Assignment: The records below must be duplicated exactly, character for character.

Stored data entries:
◇ ◇ ◇ ◇ ◇ ◇ ◇

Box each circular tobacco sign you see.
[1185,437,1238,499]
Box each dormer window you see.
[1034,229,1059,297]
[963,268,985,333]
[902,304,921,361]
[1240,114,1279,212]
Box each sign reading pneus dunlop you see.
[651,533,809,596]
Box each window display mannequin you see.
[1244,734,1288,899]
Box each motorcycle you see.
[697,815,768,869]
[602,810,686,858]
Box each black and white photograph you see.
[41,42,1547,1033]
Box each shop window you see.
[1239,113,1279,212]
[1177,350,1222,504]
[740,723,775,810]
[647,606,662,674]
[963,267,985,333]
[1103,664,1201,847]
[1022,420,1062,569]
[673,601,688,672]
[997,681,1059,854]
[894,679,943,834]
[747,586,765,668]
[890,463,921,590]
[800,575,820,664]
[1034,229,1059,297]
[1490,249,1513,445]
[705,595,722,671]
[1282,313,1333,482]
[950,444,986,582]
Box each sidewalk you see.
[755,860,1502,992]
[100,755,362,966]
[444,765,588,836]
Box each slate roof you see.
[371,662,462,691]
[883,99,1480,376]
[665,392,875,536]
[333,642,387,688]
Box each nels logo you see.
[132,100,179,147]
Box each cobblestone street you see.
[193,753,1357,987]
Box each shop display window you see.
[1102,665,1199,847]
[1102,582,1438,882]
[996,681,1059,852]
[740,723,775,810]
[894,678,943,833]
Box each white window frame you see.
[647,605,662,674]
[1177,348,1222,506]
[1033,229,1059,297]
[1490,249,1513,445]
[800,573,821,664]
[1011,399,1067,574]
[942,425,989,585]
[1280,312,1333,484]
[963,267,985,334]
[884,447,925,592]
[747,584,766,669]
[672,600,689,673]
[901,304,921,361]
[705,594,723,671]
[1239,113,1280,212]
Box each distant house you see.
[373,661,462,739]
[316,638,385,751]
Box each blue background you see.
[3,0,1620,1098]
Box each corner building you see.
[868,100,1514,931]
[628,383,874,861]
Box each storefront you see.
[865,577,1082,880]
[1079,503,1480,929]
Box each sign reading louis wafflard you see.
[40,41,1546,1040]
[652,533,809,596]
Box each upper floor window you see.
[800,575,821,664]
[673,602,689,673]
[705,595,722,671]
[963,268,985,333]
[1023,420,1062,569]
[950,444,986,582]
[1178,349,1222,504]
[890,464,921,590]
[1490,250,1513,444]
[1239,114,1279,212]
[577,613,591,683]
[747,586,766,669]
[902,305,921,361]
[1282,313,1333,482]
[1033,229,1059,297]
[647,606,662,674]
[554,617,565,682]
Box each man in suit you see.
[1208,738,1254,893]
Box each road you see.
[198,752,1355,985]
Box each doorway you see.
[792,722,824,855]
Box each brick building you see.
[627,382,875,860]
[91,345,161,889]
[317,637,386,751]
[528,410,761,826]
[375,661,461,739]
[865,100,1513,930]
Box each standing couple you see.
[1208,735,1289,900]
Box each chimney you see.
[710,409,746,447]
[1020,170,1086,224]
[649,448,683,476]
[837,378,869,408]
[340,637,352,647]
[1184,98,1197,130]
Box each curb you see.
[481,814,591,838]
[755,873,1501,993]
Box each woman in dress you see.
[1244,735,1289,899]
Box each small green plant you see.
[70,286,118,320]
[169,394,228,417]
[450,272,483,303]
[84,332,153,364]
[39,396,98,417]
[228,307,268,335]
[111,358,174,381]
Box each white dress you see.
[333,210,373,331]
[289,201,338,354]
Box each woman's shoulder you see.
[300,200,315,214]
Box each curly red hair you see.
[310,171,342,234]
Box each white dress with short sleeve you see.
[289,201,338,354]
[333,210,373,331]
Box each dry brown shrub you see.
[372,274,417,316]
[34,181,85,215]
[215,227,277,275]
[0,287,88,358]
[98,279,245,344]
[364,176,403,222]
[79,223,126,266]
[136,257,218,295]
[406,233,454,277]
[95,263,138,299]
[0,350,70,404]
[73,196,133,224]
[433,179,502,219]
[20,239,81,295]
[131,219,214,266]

◇ ◇ ◇ ◇ ◇ ◇ ◇

Answer to this task:
Box each circular tobacco sign you see.
[1185,437,1238,499]
Box each dormer window you see.
[1034,229,1059,297]
[963,268,985,333]
[902,304,921,361]
[1240,114,1279,212]
Box each sign reading pneus dunlop you see.
[651,533,809,596]
Box each window display mannequin you see.
[1244,734,1288,899]
Box each motorcycle you see.
[697,815,768,869]
[602,810,686,858]
Box each black and white photograph you see.
[41,42,1547,1033]
Box each shop window you see.
[1239,113,1279,212]
[1177,350,1222,504]
[740,723,775,810]
[647,606,662,674]
[963,267,985,333]
[1103,664,1201,847]
[1022,420,1062,569]
[673,601,688,672]
[997,681,1059,854]
[894,679,943,834]
[747,586,765,668]
[890,463,921,590]
[800,575,820,664]
[1034,229,1059,297]
[1490,249,1513,445]
[705,595,722,671]
[1282,313,1333,482]
[950,444,986,582]
Box each sidewalk you see.
[755,860,1502,992]
[100,755,362,966]
[444,765,588,836]
Box each slate roof you see.
[371,662,462,691]
[883,99,1480,376]
[665,392,875,536]
[333,642,387,688]
Box each nels logo you see.
[132,100,179,147]
Box each cobblestone street you see.
[193,753,1357,987]
Box each shop display window you see.
[1102,665,1199,847]
[1102,582,1438,882]
[996,681,1059,852]
[740,723,775,810]
[894,678,943,833]
Box each white window frame you see.
[647,605,662,674]
[1177,348,1222,506]
[1033,229,1059,297]
[1490,249,1513,445]
[800,573,821,664]
[1011,399,1067,574]
[942,425,989,585]
[1280,312,1333,484]
[963,267,985,334]
[884,447,925,592]
[747,584,766,669]
[672,600,689,673]
[901,304,921,361]
[705,594,723,671]
[1239,113,1280,212]
Box each distant house you see.
[373,661,462,739]
[316,638,385,751]
Box each blue background you see.
[3,0,1620,1098]
Box each corner building you see.
[868,100,1514,931]
[628,383,874,861]
Box each storefront you see.
[865,577,1082,880]
[1079,503,1480,929]
Box each sign reading louis wafflard you see.
[40,41,1546,1040]
[652,533,809,596]
Box each upper floor window you see.
[800,575,821,664]
[673,602,689,673]
[705,595,722,671]
[963,268,985,333]
[1023,420,1062,569]
[950,444,986,582]
[1178,349,1222,504]
[890,464,921,590]
[1490,250,1513,444]
[1239,114,1279,212]
[577,613,591,683]
[747,586,766,669]
[902,305,921,361]
[1282,313,1333,482]
[1033,229,1059,297]
[647,606,662,674]
[554,617,565,682]
Box each man in suit you see.
[1208,738,1254,893]
Box each road you see.
[198,752,1355,985]
Box each doorway you see.
[792,722,824,855]
Box each brick building you see.
[627,382,875,860]
[91,345,161,889]
[317,637,386,751]
[528,410,761,826]
[375,661,461,739]
[865,100,1513,930]
Box each standing couple you see.
[1208,735,1289,900]
Box each chimney you see.
[710,409,746,447]
[1020,170,1086,224]
[649,448,683,476]
[837,378,869,408]
[340,637,352,647]
[1184,98,1197,130]
Box each curb you see.
[481,814,591,838]
[755,873,1501,993]
Box each woman in dress you see.
[1244,735,1289,899]
Box each small green plant you see.
[70,286,118,320]
[169,394,228,417]
[450,272,483,303]
[84,332,153,364]
[39,396,98,417]
[228,307,268,335]
[111,358,174,381]
Box each white dress you see.
[333,210,373,331]
[289,201,338,354]
Box each woman's shoulder you see.
[300,200,315,214]
Box each curly red hair you see.
[310,171,342,234]
Box each white dress with short sleeve you see.
[289,201,338,354]
[333,210,373,331]
Box each dry brown shrub you see.
[372,274,417,316]
[34,181,85,215]
[215,227,277,275]
[0,287,88,358]
[98,279,245,344]
[364,176,403,222]
[79,223,126,266]
[136,257,218,295]
[406,233,454,277]
[95,263,138,299]
[0,350,70,404]
[73,196,133,224]
[433,179,502,219]
[20,239,81,295]
[131,219,214,266]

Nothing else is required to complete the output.